[What is required]:
According to the book review below, how long are most of the chapters in the middle section of Stepping in the Same River Twice?

By
Leon (NHBS Catalogue Editor)
25 Jul 2017
Written for Hardback
I ended
my recent essay on surviving the misinformation age by mentioning articles that have drawn attention to the problem that a lot of published research cannot be replicated. The popular press has been quick to tarnish the reputation of science amidst claims of misconduct and fraud. Obviously, science stands or falls by its credibility, so, is there a crisis? This book brings together a cross-disciplinary team of authors to examine replication and recommend best practices. And yes, it shows there are many issues, mostly because doing research well is hard, and can be done poorly in many ways, even inadvertently, but systemic fraud and misconduct are not prevalent.
Stepping in the Same River Twice is divided in three parts. The introductory part is necessarily rather philosophical and conceptual, but makes clear how the problem of replication transcends any particular biological subdiscipline, defines what we even mean with replication and shows how all this matters at each step of a research project.
The bulk of the book is a series of surprisingly pithy chapters (most less than 20 pages), looking at replication in different disciplines, pairing a theoretical background chapter with one or several case study chapters. If you're a bit of a data nerd, this is easily the most enjoyable section of the book, looking at topics such as specimens in natural history collections, environmental monitoring programmes, the effects of time and space, meta-analyses, and metadata and data provenance. Many reasons why replication is so hard quickly emerge from these chapters. Natural history collections generally reflect the interests of whoever put them together, not necessarily aiming to represent species diversity in a particular habitat. Results from monitoring programmes are difficult to compare as there is little consensus on what should be measured in the first place. The assumption in experiments that – all other things being equal – manipulating a cause wil give a certain effect, often doesn't hold true, as these "other things" are rarely equal (e.g. batch effects in chemicals used, or the fact that you cannot replicate the exact time and place when and where experiments were done). The power of meta-analyses to answer specific questions is often hampered by the differences between studies analysed, leaving only the possibility to draw general conclusions. And, finally, there is no incentive for scientists to record data about their data, which would allow other people at a later date to understand the raw data sets and gauge how trustworthy they are. This last one was painfully recognisable – if you struggle going over old data and are faced with questions of "what exactly did I do here?" (I have), imagine how a complete stranger will struggle understanding your raw data. There is still a dearth of sound statistical know-how amongst most researchers, causing many people to repeat the same old mistakes when collecting and recording data.

[Records supplied]:
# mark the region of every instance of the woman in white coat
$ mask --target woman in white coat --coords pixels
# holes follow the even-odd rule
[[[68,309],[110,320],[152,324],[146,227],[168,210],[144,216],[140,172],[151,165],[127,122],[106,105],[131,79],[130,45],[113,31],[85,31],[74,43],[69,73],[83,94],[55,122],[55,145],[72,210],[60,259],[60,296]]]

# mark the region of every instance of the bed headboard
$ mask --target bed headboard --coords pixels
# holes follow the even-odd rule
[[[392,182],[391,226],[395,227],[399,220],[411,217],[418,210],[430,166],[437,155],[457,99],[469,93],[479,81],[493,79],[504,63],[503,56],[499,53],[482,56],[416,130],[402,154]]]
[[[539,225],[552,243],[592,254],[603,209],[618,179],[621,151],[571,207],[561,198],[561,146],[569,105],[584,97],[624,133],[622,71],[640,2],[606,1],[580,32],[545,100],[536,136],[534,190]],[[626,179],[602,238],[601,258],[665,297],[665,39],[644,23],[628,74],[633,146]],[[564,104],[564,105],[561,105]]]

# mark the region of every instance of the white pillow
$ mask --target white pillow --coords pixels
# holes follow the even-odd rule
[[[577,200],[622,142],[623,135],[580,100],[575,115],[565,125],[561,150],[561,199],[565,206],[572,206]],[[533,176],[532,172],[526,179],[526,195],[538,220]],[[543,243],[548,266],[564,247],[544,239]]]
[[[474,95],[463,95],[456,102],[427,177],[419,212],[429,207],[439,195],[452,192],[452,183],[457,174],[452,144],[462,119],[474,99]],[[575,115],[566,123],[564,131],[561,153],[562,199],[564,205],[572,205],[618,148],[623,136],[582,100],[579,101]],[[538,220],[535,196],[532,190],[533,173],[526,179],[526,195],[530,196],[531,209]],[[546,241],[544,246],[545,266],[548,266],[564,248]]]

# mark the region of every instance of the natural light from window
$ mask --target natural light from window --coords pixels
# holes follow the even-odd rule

[Response for this exercise]:
Most are less than 20 pages.